PROVIDED ENTRIES:
##############################

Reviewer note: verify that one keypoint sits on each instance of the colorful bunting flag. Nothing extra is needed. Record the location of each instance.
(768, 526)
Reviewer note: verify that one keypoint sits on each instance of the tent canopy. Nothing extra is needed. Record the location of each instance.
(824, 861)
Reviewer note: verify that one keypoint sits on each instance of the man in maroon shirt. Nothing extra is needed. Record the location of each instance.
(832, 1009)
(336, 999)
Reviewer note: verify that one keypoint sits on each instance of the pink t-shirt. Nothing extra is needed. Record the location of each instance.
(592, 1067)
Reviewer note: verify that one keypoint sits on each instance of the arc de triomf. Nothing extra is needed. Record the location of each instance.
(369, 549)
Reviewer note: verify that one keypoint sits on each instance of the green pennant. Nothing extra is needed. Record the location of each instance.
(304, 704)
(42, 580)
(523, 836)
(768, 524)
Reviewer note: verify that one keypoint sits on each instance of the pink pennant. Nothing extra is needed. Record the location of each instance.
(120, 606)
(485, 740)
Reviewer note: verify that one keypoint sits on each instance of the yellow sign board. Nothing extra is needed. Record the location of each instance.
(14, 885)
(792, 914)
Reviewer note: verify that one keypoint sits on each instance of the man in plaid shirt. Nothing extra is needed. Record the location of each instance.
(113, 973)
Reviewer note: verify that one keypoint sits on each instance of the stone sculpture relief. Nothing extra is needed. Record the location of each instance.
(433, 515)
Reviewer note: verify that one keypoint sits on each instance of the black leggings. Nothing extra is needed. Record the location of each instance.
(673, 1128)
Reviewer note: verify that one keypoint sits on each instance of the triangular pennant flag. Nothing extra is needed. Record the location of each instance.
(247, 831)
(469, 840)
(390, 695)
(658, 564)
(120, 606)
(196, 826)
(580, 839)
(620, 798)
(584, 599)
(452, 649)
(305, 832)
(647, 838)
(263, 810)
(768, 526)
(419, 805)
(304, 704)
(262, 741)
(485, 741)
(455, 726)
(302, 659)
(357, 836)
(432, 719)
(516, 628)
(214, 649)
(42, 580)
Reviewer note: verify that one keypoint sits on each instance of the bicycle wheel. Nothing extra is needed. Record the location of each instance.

##############################

For every line of the listing, produce an identical copy.

RESPONSE TO THE TASK:
Reviewer note: verify that one keypoint sits on each instance of the colorful bunting flag. Nothing extra is needed. Record the location of each instance.
(768, 526)
Reviewer note: verify that one keypoint sits on each instance of the tent canopy. Nothing extra is needed. Record the location of each instance.
(824, 861)
Reviewer note: verify that one keypoint sits on each instance of the man in maroon shirt. Nothing extra is needed. Record the location of each instance.
(832, 1009)
(336, 999)
Reviewer note: verify that one keypoint sits on each instance of the pink t-shirt. Nothing extra is needed. Record the location of each instance.
(592, 1067)
Reviewer note: verify that one keypoint sits on each instance of the arc de triomf. Nothing extra is needed. Record the location of each instance.
(369, 549)
Reviewer note: verify that one keypoint sits on each instance of the green pennant. Nothing extra is needed. Record the location of each instance.
(304, 704)
(42, 580)
(523, 836)
(768, 524)
Reviewer note: verify that one keypoint sits on each instance of the pink pennant. Nothing extra is needed. Record the location of each instance.
(120, 606)
(485, 740)
Reviewer note: verify that one keypoint sits on each instance of the yellow sign board. Nothing extra is needed. Record the location of each instance.
(14, 885)
(792, 914)
Reviewer note: verify that one keypoint sits on each instance of the man in plaid shirt. Nothing extra is needed. Record the location of each instance.
(113, 973)
Reviewer note: verify that one keypoint sits on each instance of the stone sculpture relief. Nothing extra is needed. Record the location of each instance.
(433, 515)
Reviewer note: verify that one keypoint sits on each instance of the black leggings. Nothing extra is needed. Record the location of each instance.
(673, 1128)
Reviewer note: verify that one keypoint sits on each instance of the triangular pennant flag. Nothing extra is needed. Record the location of each instance.
(247, 831)
(469, 840)
(390, 695)
(658, 564)
(120, 606)
(196, 826)
(580, 839)
(620, 798)
(584, 599)
(452, 649)
(305, 832)
(647, 838)
(263, 810)
(768, 526)
(419, 805)
(304, 704)
(262, 741)
(485, 741)
(455, 726)
(302, 659)
(357, 836)
(432, 719)
(516, 628)
(214, 649)
(42, 580)
Reviewer note: verify that one keypoint sits on each instance of the bicycle wheel. Nothing extra is needed. Record the location of each instance.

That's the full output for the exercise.